_Direction:_
Starting from the line containing "In this photo, where can the small", write out every remaining line exactly, the last one included.
--- Input for this task ---
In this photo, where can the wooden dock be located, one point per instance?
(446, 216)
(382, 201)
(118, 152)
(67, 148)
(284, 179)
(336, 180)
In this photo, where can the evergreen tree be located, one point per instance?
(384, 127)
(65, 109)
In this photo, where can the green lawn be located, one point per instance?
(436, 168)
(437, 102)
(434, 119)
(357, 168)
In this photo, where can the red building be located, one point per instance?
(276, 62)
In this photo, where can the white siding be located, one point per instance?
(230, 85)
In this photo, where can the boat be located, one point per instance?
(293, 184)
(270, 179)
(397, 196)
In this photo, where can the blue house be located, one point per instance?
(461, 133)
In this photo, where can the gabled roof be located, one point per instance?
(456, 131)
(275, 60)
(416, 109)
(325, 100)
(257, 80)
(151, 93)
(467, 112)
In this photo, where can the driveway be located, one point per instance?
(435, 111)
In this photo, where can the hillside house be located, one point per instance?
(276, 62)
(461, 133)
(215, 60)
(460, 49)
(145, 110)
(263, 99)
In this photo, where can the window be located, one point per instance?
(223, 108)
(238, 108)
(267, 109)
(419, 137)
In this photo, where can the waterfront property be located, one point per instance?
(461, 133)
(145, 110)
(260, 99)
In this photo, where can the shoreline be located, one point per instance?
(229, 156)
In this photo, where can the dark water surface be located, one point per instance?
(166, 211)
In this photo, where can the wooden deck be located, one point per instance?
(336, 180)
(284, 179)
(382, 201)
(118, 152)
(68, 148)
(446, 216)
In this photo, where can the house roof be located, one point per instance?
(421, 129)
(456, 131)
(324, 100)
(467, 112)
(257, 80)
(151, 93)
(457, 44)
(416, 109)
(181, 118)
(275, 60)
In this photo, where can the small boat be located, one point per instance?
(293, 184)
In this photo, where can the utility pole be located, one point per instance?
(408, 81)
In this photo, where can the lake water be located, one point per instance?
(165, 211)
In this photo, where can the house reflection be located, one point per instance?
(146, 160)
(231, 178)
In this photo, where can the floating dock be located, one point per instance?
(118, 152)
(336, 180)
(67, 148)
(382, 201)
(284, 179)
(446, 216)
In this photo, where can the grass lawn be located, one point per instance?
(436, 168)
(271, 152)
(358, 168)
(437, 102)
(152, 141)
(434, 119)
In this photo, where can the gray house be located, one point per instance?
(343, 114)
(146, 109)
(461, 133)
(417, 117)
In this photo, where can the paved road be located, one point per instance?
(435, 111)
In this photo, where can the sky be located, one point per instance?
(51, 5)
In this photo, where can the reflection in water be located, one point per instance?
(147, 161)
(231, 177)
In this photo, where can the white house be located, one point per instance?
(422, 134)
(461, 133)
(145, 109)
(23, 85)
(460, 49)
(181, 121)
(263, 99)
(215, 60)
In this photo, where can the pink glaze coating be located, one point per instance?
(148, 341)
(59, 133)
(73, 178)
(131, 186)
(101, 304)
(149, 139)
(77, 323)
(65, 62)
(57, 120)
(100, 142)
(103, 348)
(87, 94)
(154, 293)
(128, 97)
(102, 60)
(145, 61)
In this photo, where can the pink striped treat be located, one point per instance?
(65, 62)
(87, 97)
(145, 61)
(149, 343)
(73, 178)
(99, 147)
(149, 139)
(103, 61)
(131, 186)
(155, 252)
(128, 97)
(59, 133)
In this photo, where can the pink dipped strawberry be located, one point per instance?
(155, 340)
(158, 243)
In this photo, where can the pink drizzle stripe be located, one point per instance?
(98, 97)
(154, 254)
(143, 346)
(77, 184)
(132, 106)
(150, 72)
---
_Answer below:_
In this photo, where can the small boat be located, one point per instance?
(293, 184)
In this photo, where can the utility pole be located, one point per instance?
(408, 81)
In this photo, where can the lake water be located, one point per instance?
(165, 211)
In this photo, where can the house reflection be located, one point per instance?
(146, 160)
(231, 178)
In this photo, where can the floating dock be located, one point per instance?
(118, 152)
(336, 180)
(67, 148)
(382, 201)
(284, 179)
(446, 216)
In this photo, where can the grass lawn be located, one point per instance?
(436, 168)
(271, 152)
(358, 168)
(437, 102)
(152, 141)
(434, 119)
In this photo, where can the gray house be located, one point per instance?
(343, 114)
(146, 109)
(461, 133)
(417, 117)
In this photo, where can the paved road be located, one point per instance?
(435, 111)
In this photo, where can the sky be located, one point per instance?
(51, 5)
In this photo, where can the reflection in water be located, one point per instance?
(147, 161)
(231, 177)
In this photo, where can the white house be located, one point per instance?
(422, 134)
(461, 133)
(145, 109)
(23, 85)
(460, 49)
(181, 121)
(263, 99)
(215, 60)
In this photo, where can the pink glaze coating be located, one point per instance?
(148, 341)
(59, 133)
(73, 178)
(131, 186)
(101, 304)
(149, 139)
(77, 323)
(65, 62)
(57, 120)
(100, 142)
(103, 348)
(87, 94)
(154, 293)
(128, 97)
(102, 60)
(145, 61)
In this photo, where can the pink striped treat be located, one point per instance?
(65, 62)
(87, 97)
(145, 61)
(149, 343)
(73, 178)
(99, 147)
(149, 139)
(103, 61)
(131, 186)
(155, 252)
(128, 97)
(59, 133)
In this photo, where can the pink dipped strawberry be located, one point per instance?
(155, 340)
(158, 243)
In this photo, where can the pink drizzle stripe be located, one point per instance?
(98, 97)
(154, 254)
(143, 346)
(77, 184)
(132, 106)
(150, 72)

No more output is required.